§ What you have to do:
Give back every record exactly.

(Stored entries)

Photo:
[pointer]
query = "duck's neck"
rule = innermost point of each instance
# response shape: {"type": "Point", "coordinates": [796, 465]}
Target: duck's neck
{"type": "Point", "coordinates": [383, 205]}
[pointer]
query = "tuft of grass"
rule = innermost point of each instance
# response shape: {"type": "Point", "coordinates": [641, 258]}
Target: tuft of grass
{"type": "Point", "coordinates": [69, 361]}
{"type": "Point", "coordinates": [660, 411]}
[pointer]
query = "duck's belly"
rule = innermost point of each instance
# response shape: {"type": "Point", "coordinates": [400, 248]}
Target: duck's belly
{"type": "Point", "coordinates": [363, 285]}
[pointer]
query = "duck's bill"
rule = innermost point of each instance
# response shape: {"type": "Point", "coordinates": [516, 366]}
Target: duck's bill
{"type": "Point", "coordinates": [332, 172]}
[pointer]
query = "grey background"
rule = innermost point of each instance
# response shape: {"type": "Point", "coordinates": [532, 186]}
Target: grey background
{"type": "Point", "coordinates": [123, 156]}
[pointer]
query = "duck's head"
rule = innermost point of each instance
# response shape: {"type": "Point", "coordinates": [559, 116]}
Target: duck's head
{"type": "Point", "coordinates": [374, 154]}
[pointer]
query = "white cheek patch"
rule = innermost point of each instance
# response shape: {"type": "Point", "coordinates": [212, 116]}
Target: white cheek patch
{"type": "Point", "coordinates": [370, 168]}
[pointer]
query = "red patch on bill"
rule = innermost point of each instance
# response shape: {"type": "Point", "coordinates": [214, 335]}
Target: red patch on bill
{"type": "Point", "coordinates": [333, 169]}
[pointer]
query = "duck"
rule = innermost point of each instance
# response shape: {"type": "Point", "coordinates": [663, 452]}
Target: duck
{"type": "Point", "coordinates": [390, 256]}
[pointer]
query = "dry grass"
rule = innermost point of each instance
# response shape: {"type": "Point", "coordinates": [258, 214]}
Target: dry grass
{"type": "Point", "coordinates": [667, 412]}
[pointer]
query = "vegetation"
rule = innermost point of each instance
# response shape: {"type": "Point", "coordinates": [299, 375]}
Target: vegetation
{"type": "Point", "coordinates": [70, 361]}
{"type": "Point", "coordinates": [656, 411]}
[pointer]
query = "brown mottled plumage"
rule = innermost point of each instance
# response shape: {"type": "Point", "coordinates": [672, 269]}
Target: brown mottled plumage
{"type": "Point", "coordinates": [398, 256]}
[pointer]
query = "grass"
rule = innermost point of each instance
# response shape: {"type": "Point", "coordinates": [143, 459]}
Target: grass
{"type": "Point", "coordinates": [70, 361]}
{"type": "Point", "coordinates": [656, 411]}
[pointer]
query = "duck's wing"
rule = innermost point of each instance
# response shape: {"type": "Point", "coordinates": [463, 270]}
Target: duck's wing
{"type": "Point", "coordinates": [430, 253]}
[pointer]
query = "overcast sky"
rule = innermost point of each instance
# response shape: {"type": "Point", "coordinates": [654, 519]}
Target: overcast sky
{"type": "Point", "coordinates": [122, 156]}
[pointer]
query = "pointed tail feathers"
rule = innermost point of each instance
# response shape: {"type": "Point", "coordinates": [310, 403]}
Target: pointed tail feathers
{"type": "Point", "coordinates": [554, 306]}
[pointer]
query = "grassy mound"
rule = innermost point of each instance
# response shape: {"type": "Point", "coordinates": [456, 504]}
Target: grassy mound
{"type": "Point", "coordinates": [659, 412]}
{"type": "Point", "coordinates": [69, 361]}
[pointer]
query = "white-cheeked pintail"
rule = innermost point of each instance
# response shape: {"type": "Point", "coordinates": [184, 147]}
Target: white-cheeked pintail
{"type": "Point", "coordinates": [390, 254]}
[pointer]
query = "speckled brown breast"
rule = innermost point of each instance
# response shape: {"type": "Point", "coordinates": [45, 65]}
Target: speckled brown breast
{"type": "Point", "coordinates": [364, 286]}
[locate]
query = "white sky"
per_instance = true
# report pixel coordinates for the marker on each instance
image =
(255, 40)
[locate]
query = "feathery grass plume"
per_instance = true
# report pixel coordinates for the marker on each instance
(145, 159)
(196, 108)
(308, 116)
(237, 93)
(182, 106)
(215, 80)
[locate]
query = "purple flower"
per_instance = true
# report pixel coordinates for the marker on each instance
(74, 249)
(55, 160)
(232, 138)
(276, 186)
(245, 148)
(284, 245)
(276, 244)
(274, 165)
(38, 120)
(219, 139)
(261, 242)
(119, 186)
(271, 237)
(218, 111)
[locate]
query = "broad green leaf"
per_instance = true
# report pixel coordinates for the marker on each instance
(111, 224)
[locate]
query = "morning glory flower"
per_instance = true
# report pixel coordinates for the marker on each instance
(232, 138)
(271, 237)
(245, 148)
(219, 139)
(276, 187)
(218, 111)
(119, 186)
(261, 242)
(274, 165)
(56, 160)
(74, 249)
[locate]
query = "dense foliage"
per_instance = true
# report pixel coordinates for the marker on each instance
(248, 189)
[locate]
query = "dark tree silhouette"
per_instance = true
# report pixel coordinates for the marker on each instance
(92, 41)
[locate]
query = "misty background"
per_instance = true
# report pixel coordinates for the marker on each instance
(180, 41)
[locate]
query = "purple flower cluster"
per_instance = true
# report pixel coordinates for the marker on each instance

§ Response to the exercise:
Photo:
[pointer]
query = "duck's neck"
rule = innermost point of each instance
# response shape: {"type": "Point", "coordinates": [796, 465]}
Target: duck's neck
{"type": "Point", "coordinates": [383, 205]}
[pointer]
query = "tuft of grass"
rule = innermost point of each instance
# response shape: {"type": "Point", "coordinates": [641, 258]}
Target: tuft of grass
{"type": "Point", "coordinates": [69, 361]}
{"type": "Point", "coordinates": [660, 411]}
[pointer]
query = "duck's belly"
rule = innermost point of each instance
# response shape: {"type": "Point", "coordinates": [400, 248]}
Target: duck's belly
{"type": "Point", "coordinates": [363, 285]}
[pointer]
query = "duck's bill"
rule = innermost point of each instance
# response shape: {"type": "Point", "coordinates": [516, 366]}
Target: duck's bill
{"type": "Point", "coordinates": [332, 172]}
[pointer]
query = "grey background"
rule = innermost point of each instance
# response shape: {"type": "Point", "coordinates": [532, 186]}
Target: grey background
{"type": "Point", "coordinates": [123, 156]}
[pointer]
query = "duck's head"
rule = innermost point of each instance
# response shape: {"type": "Point", "coordinates": [559, 116]}
Target: duck's head
{"type": "Point", "coordinates": [374, 154]}
[pointer]
query = "white cheek patch"
rule = innermost point of each instance
# response shape: {"type": "Point", "coordinates": [212, 116]}
Target: white cheek patch
{"type": "Point", "coordinates": [370, 168]}
[pointer]
query = "red patch on bill"
rule = innermost point of each instance
# response shape: {"type": "Point", "coordinates": [214, 335]}
Target: red patch on bill
{"type": "Point", "coordinates": [333, 169]}
[pointer]
query = "duck"
rule = innermost point of each instance
# response shape: {"type": "Point", "coordinates": [663, 452]}
Target: duck
{"type": "Point", "coordinates": [390, 256]}
[pointer]
query = "dry grass"
rule = innermost point of each instance
# response shape: {"type": "Point", "coordinates": [258, 214]}
Target: dry grass
{"type": "Point", "coordinates": [667, 412]}
[pointer]
query = "vegetation"
rule = innermost point of each instance
# response shape: {"type": "Point", "coordinates": [299, 375]}
Target: vegetation
{"type": "Point", "coordinates": [70, 361]}
{"type": "Point", "coordinates": [656, 411]}
[pointer]
query = "brown mottled plumage"
rule = innermost point of each instance
# response shape: {"type": "Point", "coordinates": [672, 269]}
Target: brown mottled plumage
{"type": "Point", "coordinates": [398, 256]}
[pointer]
query = "grass"
rule = innermost point of each instance
# response shape: {"type": "Point", "coordinates": [143, 459]}
Target: grass
{"type": "Point", "coordinates": [70, 361]}
{"type": "Point", "coordinates": [656, 411]}
[pointer]
query = "duck's wing"
rule = innermost point of each instance
# response shape: {"type": "Point", "coordinates": [463, 270]}
Target: duck's wing
{"type": "Point", "coordinates": [430, 253]}
[pointer]
query = "overcast sky"
rule = innermost point of each instance
# response shape: {"type": "Point", "coordinates": [654, 519]}
Target: overcast sky
{"type": "Point", "coordinates": [122, 156]}
[pointer]
query = "pointed tail feathers"
rule = innermost point of each instance
# response shape: {"type": "Point", "coordinates": [310, 403]}
Target: pointed tail feathers
{"type": "Point", "coordinates": [554, 306]}
[pointer]
query = "grassy mound"
rule = innermost point of each instance
# response shape: {"type": "Point", "coordinates": [456, 504]}
Target: grassy mound
{"type": "Point", "coordinates": [659, 412]}
{"type": "Point", "coordinates": [69, 361]}
[pointer]
query = "white-cheeked pintail"
rule = innermost point of each instance
# response shape: {"type": "Point", "coordinates": [184, 147]}
Target: white-cheeked pintail
{"type": "Point", "coordinates": [390, 254]}
[pointer]
query = "speckled brown breast"
rule = innermost point of each instance
# response shape: {"type": "Point", "coordinates": [45, 65]}
Target: speckled brown breast
{"type": "Point", "coordinates": [364, 286]}
[locate]
query = "white sky"
per_instance = true
# report pixel coordinates for the marker on each instance
image =
(255, 40)
[locate]
query = "feathery grass plume"
per_instance = true
# report pixel coordinates for the marker on each instance
(145, 159)
(196, 108)
(308, 116)
(237, 93)
(182, 106)
(215, 80)
[locate]
query = "purple flower"
per_instance = true
# report pixel coordinates for the marker on each instance
(74, 249)
(55, 160)
(232, 138)
(276, 186)
(245, 148)
(284, 245)
(276, 244)
(274, 165)
(38, 120)
(219, 139)
(261, 242)
(119, 186)
(271, 237)
(218, 111)
[locate]
query = "broad green leaf"
per_instance = true
# report pixel coordinates for the marker on each instance
(111, 224)
[locate]
query = "morning glory flower"
per_instance = true
# report pixel coordinates for the marker on each instance
(232, 138)
(271, 237)
(245, 148)
(219, 139)
(276, 187)
(218, 111)
(119, 186)
(261, 242)
(274, 165)
(56, 160)
(74, 249)
[locate]
query = "dense foliage"
per_instance = true
# report pixel coordinates for the marker on each instance
(248, 189)
[locate]
query = "dark tree silhouette"
per_instance = true
# report pixel coordinates for the marker on each instance
(92, 41)
[locate]
query = "misty background"
per_instance = true
# report pixel coordinates for the marker on each instance
(180, 41)
[locate]
query = "purple flower cluster"
per_instance = true
# report pixel coordinates for the marker on each instance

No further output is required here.